> **SOURCE**
################

1. Les institutions de la délibération

Dès lors que Kelsen a posé le principe d’autonomie ou la liberté politique comme fondement ultime de la démocratie, il examine la réalité démocratique dans son incapacité à accéder pratiquement à cet idéal. L’on peut même dire que, dans l’entre-deux-guerres, la réflexion du juriste viennois sur la démocratie se réalise à partir des limites nécessaires qui s’imposent à la pure forme démocratique, dans les États modernes. C’est plus particulièrement dans cette antithèse entre idée (ou idéologie) et réalité qu’il pense les institutions de la démocratie, notamment parlementaire12. Selon son modèle idéal, la démocratie envisage l’ordre social et juridique comme le produit de la volonté des dominés (« Unterworfenen »). Mais, cette identité idéale entre sujet et objet de la domination d’un ordre démocratique s’avère irréaliste pour les motifs que Hans Kelsen énumère en 1927, dans son article « Demokratie ». Premièrement, les caractéristiques physiques et psychiques des élus leur donnent un pouvoir inégal dans la participation à la formation de la volonté de l’État. Deuxièmement, l’intérêt variable dans la chose publique les rend inégaux dans l’influence politique qu’ils exercent. Troisièmement, le principe majoritaire ne respecte entièrement que la volonté de la majorité. Quatrièmement, la division du travail, si elle justifie un système de représentation, confère aux « mandataires » une position de pouvoir accru. Cinquièmement, l’exécution des lois démocratiques se réalise par une bureaucratie qui n’est pas sélectionnée par des voies démocratiques. Finalement, les intermédiaires entre sociétés civile et politique que sont les partis politiques ne se forment pas toujours de manière démocratique.
C’est en considérant les limitations incontournables apportées à l’idéal démocratique que Kelsen donne sa définition de la démocratie réelle. Si elle doit renoncer à son idéal d’autonomie, au sens d’une participation de tous et égale dans la formation de la volonté étatique, quels sont les moyens de se rapprocher de cette utopie compte tenu des contraintes qui sont celles des États modernes ? Cette interrogation oriente l’ensemble de ses observations sur les institutions. À cet égard, Kelsen accorde une attention particulière au principe majoritaire, aux partis politiques et à la démocratie représentative, comme moyens de formation de la volonté de l’État. Si ceux-ci contreviennent à l’idéal d’autonomie, ils n’en sont pas moins, chez l’auteur, des instruments décisifs et extrêmement valorisés des démocraties modernes, puisqu’ils permettent de se rapprocher d’une démocratie parfaite.

La règle de la majorité

L’idéal de liberté politique supposerait que les règles d’un ordre social et politique soient le fruit de la volonté unanime des membres d’un État. Pourtant, ce principe d’autodétermination doit être soumis à des restrictions, puisqu’il n’est pas possible de satisfaire aux exigences de l’unanimité sans renoncer à toute réforme d’un ordre donné. L’existence inévitable de conflits et de divergences de vue au sein d’un État impose donc des limitations à l’autodétermination, équivalant ici au respect du principe d’unanimité. Selon Kelsen, c’est la règle majoritaire qui est la plus encline à garantir le maximum d’autonomie tout en permettant des modifications de l’ordre social. Le principe de majorité participe donc du changement de sens conféré à l’idéal de liberté, nécessaire à la constitution d’un ordre social et politique.

################

> **OBJET DE LA TÂCHE**
Reprenez le texte ci-dessus sur Kelsen et la démocratie et poursuivez-le à partir de sa dernière phrase.

################

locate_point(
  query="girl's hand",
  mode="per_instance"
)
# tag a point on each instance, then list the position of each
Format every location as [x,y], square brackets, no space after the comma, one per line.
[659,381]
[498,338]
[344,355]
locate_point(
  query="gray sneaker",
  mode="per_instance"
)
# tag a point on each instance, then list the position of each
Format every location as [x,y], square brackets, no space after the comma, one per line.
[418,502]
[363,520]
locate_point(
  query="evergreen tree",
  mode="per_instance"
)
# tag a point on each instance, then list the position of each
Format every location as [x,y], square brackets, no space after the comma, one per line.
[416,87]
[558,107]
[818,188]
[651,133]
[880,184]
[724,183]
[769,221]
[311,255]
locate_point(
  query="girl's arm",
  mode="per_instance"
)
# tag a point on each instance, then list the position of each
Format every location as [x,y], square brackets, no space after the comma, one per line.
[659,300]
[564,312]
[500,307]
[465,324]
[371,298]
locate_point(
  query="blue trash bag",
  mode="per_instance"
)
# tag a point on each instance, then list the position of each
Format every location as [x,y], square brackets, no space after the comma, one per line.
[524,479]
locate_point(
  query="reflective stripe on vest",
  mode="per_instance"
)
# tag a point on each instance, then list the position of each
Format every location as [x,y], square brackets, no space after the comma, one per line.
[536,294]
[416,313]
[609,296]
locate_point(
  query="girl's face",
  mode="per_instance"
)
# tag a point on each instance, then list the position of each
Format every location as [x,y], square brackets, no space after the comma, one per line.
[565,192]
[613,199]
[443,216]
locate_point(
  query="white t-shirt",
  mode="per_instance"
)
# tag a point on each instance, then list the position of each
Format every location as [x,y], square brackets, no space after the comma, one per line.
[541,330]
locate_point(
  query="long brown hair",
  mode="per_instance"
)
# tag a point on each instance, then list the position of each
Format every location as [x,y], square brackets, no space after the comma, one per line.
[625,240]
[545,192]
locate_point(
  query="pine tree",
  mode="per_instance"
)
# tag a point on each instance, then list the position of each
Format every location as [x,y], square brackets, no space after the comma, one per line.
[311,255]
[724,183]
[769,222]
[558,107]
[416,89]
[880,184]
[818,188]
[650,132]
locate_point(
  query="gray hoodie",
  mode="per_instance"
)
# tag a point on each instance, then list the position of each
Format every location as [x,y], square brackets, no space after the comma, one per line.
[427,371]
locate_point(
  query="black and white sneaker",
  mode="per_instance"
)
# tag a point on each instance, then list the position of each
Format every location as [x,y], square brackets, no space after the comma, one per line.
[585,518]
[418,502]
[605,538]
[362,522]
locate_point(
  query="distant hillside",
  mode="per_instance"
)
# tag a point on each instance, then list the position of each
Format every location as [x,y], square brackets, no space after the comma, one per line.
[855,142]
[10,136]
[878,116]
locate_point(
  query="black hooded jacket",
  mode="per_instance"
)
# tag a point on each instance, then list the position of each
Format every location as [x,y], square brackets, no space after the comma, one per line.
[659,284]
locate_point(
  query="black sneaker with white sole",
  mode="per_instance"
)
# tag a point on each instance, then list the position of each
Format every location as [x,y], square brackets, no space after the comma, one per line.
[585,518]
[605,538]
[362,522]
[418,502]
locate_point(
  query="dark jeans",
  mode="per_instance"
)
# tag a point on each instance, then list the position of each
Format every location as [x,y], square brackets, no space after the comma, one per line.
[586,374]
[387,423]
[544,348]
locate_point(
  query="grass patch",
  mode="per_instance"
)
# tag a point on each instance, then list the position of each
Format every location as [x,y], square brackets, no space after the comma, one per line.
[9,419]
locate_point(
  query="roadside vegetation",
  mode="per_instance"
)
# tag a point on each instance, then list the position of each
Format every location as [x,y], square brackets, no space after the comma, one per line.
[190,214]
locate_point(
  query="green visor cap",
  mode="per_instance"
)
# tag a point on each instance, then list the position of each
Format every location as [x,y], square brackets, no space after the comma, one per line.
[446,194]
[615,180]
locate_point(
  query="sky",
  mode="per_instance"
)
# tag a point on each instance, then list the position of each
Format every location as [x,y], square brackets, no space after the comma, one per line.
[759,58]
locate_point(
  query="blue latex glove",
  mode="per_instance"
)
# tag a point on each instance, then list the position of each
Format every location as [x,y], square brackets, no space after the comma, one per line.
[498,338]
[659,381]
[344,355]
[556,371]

################

> **RÉSULTAT OBTENU**
Le degré suprême de liberté individuelle possible – qui s’approche le plus de l’idéal d’autodétermination compatible avec l’existence d’un ordre social – est garanti par le principe selon lequel toute modification de l’ordre social nécessite le consentement à la majorité simple des sujets de l’ordre13.

Les partis politiques

Afin que la liberté politique se concrétise, selon Kelsen, la société doit se doter d’instruments qui lui permettent d’exprimer efficacement ses préférences. En cela, les partis politiques jouent un rôle essentiel de transmission des préférences. Dans ses travaux des années vingt notamment, le juriste viennois ne pensait la démocratie que comme un « État de partis », impliquant nécessairement des formations collectives qui s’insèrent entre les sociétés civile et politique14. La réflexion qu’il engage après la Première Guerre mondiale valorise et promeut le rôle nouveau et croissant que prennent, plus particulièrement en Autriche et en Allemagne, les partis politiques dans l’évolution et la transformation de la Constitution15. Pour Kelsen, il n’y a pas de vie politique sans l’existence des partis qui sont les premiers interlocuteurs de la démocratie, dans la recherche d’un compromis entre la majorité et la minorité. Il est donc naturel, à ses yeux, qu’un statut juridique leur soit donné, qu’une place leur soit conférée dans la Constitution, en tant qu’organes prenant part à la formation de la volonté étatique. Kelsen esquisse, dans La Démocratie, un programme de revalorisation des partis politiques, dont nous examinerons quelques aspects ultérieurement. En représentant les intérêts de la société civile et ainsi en permettant que les règles adoptées soient conformes aux vœux de la majorité, les partis politiques jouent, selon le juriste autrichien, un rôle déterminant dans le respect du principe d’autonomie. Ce qui explique, en dernier lieu, l’importance que ceux-ci recouvrent dans sa théorie de la démocratie. À l’instar d’Alexis de Tocqueville, Kelsen considère qu’un individu isolé pèse peu d...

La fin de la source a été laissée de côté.